╭─ Document text
# Need help on the Auto Focus Points, it seems to be focusing on 1 spot ........



## Wizzard005 (Aug 19, 2008)

Aloha all,

I have had my Sony A350 for a while now and I really like the cam, however when i am tring to take up close pictures the focus isnt working with me, somtimes it focus's on more then 1 point eg  top and middle and other times its just getting the middle..


I took a picture of a tree,  I have my 50mm lens on the cam now, was tring to get a up close shot, however this is how it came out...








As you can see some of the branch is in focus . but most isnt..

I am tring to figure out how to get the whole branch in focus and have the background like it is...

I tired all settings, auto, landscape etc,  some came out a little better, but most still didnt get all of the points...

Like when i stand back and take a picture of the MTNS, on hte screen  i have like 5 focus points that lock on, is that a option or am i just doing something wrong here?
╰─
Job 1.
From the autofocus thread, extract everything from "As you can see" down to "of the points...", word for word.
╭─ Records supplied
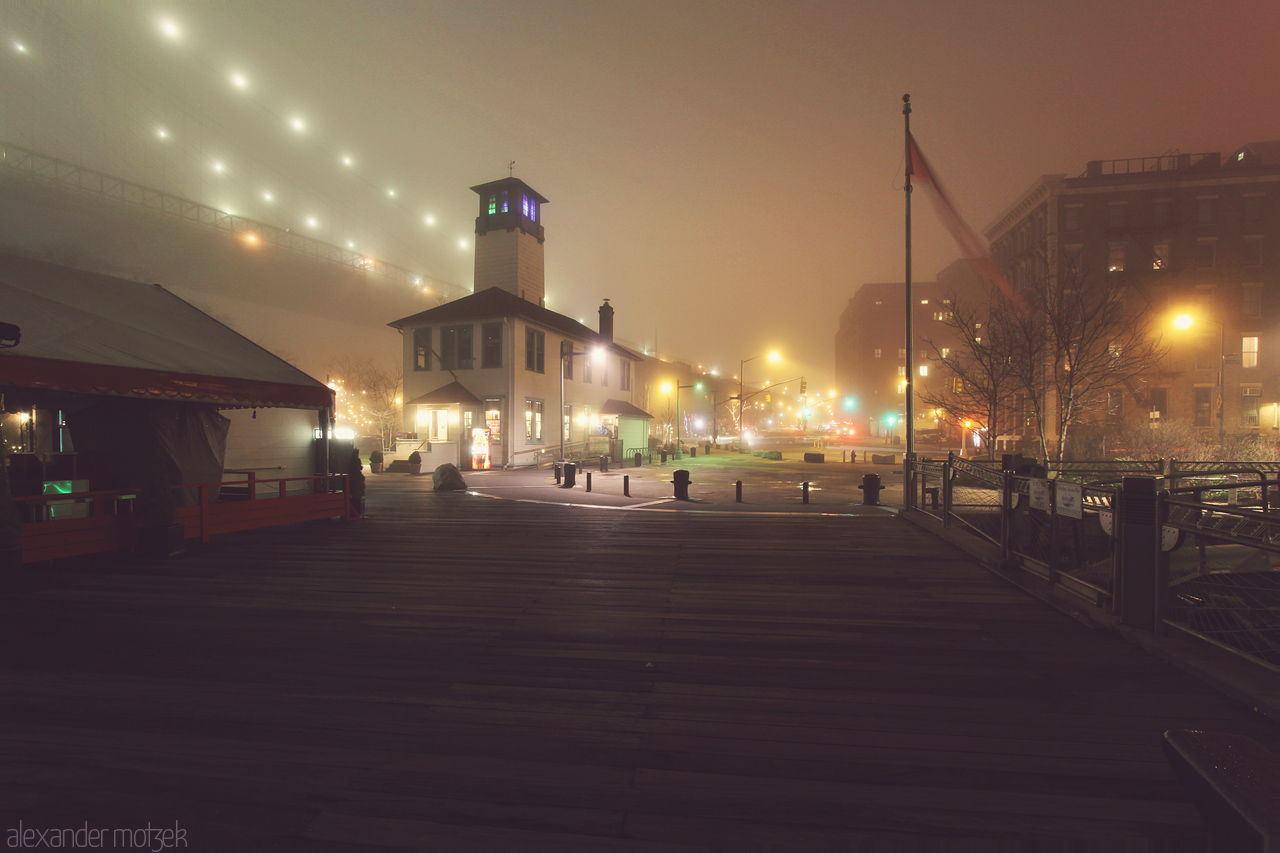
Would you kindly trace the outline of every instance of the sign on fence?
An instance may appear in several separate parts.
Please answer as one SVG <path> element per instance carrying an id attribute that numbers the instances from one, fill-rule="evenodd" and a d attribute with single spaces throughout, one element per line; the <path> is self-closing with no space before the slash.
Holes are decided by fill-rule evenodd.
<path id="1" fill-rule="evenodd" d="M 1079 483 L 1057 482 L 1057 514 L 1070 519 L 1083 519 L 1083 489 Z"/>
<path id="2" fill-rule="evenodd" d="M 1032 508 L 1048 512 L 1048 480 L 1032 480 Z"/>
╰─
Job 2.
Reproduce every one of the rows above verbatim, but leave out the pictures.

Problem solution 1.
As you can see some of the branch is in focus . but most isnt..

I am tring to figure out how to get the whole branch in focus and have the background like it is...

I tired all settings, auto, landscape etc,  some came out a little better, but most still didnt get all of the points...

Problem solution 2.
Would you kindly trace the outline of every instance of the sign on fence?
An instance may appear in several separate parts.
Please answer as one SVG <path> element per instance carrying an id attribute that numbers the instances from one, fill-rule="evenodd" and a d attribute with single spaces throughout, one element per line; the <path> is self-closing with no space before the slash.
Holes are decided by fill-rule evenodd.
<path id="1" fill-rule="evenodd" d="M 1079 483 L 1057 482 L 1057 514 L 1070 519 L 1083 519 L 1083 489 Z"/>
<path id="2" fill-rule="evenodd" d="M 1032 508 L 1048 512 L 1048 480 L 1032 480 Z"/>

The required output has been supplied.